Excerpts from bounding box data:
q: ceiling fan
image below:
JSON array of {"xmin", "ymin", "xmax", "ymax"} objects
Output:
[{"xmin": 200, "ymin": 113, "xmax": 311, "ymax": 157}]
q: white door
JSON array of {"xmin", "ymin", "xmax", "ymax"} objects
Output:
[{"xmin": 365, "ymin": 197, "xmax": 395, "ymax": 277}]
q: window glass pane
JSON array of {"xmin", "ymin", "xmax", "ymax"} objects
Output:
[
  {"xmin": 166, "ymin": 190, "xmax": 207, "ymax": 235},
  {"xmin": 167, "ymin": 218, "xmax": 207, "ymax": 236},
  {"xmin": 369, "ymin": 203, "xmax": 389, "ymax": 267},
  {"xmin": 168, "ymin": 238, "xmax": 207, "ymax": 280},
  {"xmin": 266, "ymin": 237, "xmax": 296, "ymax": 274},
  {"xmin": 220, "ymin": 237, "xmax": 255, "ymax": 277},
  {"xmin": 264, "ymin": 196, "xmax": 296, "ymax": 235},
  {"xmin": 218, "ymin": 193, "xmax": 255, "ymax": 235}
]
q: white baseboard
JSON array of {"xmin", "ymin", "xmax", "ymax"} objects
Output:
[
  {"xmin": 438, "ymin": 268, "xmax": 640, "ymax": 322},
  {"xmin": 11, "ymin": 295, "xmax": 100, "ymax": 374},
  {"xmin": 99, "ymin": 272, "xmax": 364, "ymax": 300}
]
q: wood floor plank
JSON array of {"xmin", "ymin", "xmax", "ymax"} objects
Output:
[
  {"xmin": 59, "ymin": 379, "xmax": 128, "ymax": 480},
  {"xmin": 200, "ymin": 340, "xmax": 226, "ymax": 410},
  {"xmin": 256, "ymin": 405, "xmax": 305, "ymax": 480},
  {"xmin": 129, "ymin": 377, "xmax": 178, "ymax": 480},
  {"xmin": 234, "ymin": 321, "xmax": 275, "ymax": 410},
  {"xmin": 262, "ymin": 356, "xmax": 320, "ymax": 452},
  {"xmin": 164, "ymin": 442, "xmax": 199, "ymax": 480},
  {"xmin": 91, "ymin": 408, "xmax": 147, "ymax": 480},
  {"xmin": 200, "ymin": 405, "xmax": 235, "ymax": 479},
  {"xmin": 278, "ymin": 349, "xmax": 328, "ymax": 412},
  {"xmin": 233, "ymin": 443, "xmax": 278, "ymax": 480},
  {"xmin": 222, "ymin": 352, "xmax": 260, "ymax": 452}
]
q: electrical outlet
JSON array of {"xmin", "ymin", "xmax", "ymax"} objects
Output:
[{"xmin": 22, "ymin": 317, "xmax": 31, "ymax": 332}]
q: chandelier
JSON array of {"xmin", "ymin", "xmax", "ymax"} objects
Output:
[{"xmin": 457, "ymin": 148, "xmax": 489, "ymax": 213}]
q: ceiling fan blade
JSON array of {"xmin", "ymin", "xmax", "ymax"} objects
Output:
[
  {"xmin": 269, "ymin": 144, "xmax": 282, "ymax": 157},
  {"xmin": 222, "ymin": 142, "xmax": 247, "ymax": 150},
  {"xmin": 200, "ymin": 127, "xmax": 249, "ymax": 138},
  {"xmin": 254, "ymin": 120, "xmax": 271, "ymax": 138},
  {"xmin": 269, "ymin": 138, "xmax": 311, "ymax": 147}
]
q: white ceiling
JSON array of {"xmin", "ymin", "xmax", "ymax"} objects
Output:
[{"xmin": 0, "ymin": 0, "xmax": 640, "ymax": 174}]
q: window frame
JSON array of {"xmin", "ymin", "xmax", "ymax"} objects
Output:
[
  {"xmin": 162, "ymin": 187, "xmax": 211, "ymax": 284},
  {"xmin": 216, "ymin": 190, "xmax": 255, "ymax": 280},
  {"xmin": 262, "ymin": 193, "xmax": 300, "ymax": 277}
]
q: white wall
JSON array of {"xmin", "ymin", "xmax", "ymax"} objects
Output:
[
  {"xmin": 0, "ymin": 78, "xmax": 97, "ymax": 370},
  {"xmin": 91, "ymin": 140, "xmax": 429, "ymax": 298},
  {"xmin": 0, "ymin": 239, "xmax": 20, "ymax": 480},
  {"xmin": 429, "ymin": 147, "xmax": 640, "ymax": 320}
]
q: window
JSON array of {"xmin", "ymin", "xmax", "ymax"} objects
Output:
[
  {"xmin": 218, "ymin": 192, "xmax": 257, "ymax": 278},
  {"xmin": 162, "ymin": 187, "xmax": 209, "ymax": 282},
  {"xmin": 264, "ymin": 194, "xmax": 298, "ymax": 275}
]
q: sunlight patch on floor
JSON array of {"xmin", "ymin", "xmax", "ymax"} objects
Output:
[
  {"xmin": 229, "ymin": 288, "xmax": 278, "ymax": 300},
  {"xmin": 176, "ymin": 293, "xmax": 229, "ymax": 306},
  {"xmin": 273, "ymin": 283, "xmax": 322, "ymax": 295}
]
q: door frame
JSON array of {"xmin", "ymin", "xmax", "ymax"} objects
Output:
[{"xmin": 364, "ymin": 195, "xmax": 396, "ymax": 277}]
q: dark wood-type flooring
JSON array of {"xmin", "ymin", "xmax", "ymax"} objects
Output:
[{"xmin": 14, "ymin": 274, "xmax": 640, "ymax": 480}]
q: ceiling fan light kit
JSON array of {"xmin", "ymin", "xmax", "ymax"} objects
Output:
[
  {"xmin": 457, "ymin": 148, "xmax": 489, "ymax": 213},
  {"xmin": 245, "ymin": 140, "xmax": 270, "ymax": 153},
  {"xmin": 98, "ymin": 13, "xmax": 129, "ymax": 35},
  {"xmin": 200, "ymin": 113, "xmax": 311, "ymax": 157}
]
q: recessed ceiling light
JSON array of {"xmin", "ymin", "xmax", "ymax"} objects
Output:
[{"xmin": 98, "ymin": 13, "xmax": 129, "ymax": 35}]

_WHAT YOU NEED TO DO_
Rewrite the lines from the one holding "q: sunlight patch on floor" through the end of the records, inclusive, swapping every "Output" for "Result" and keeping everything else the same.

_ANSWER TO THIS TASK_
q: sunlight patch on floor
JSON array of {"xmin", "ymin", "xmax", "ymax"} objects
Result:
[
  {"xmin": 229, "ymin": 288, "xmax": 278, "ymax": 300},
  {"xmin": 176, "ymin": 293, "xmax": 229, "ymax": 306},
  {"xmin": 273, "ymin": 283, "xmax": 322, "ymax": 295}
]
q: door frame
JSON array of {"xmin", "ymin", "xmax", "ymax"} objects
Result:
[{"xmin": 364, "ymin": 195, "xmax": 396, "ymax": 277}]
q: dark wood-type flooring
JSON array of {"xmin", "ymin", "xmax", "ymax"} objects
Result:
[{"xmin": 14, "ymin": 274, "xmax": 640, "ymax": 480}]
q: ceiling fan light kit
JSON array of {"xmin", "ymin", "xmax", "ymax"} objects
Result:
[
  {"xmin": 457, "ymin": 148, "xmax": 489, "ymax": 213},
  {"xmin": 245, "ymin": 140, "xmax": 270, "ymax": 153},
  {"xmin": 98, "ymin": 13, "xmax": 129, "ymax": 35},
  {"xmin": 200, "ymin": 113, "xmax": 311, "ymax": 157}
]
q: recessed ceiling light
JSON array of {"xmin", "ymin", "xmax", "ymax"} objects
Result:
[{"xmin": 98, "ymin": 13, "xmax": 129, "ymax": 35}]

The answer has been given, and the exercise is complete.